» EXERCISE GOAL: Go line by line through the entries and show those that hold the string "deck".

» DATA SUPPLIED:
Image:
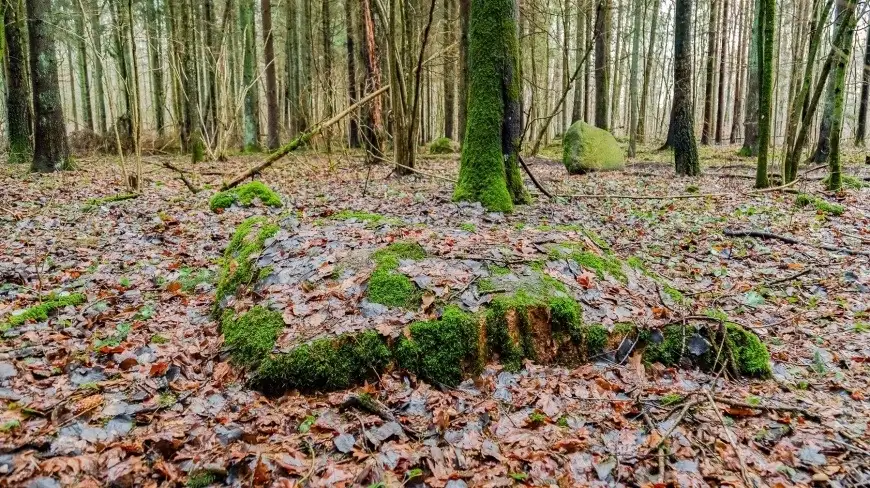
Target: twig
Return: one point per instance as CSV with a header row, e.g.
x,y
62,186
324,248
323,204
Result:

==

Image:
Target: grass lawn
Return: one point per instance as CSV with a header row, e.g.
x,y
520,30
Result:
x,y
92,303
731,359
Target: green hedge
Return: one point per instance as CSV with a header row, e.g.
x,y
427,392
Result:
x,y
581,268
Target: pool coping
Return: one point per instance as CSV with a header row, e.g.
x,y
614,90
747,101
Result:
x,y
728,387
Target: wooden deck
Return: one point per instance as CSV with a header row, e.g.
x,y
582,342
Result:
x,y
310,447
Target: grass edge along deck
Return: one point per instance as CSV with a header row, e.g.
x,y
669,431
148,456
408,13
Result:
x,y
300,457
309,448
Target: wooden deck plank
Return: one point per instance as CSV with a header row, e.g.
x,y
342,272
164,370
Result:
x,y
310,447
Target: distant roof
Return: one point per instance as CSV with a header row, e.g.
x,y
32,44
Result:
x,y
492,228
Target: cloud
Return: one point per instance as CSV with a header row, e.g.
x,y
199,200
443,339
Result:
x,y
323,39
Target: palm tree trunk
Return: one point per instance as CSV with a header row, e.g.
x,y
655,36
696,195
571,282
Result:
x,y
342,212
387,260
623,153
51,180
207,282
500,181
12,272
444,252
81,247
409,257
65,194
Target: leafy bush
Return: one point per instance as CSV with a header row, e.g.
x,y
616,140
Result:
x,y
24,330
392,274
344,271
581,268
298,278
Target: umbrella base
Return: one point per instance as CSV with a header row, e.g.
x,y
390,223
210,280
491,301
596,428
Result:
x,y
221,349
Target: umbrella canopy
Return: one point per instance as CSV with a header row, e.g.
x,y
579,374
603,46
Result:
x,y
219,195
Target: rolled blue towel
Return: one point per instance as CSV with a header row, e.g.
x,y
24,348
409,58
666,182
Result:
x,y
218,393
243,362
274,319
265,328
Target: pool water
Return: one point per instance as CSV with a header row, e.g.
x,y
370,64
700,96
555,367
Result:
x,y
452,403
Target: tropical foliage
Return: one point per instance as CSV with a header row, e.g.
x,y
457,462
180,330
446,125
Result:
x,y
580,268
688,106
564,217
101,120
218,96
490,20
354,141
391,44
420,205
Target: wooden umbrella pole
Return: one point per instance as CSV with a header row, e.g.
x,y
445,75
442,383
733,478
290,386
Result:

» ANSWER:
Target: wooden deck
Target: grass edge along deck
Target: wooden deck plank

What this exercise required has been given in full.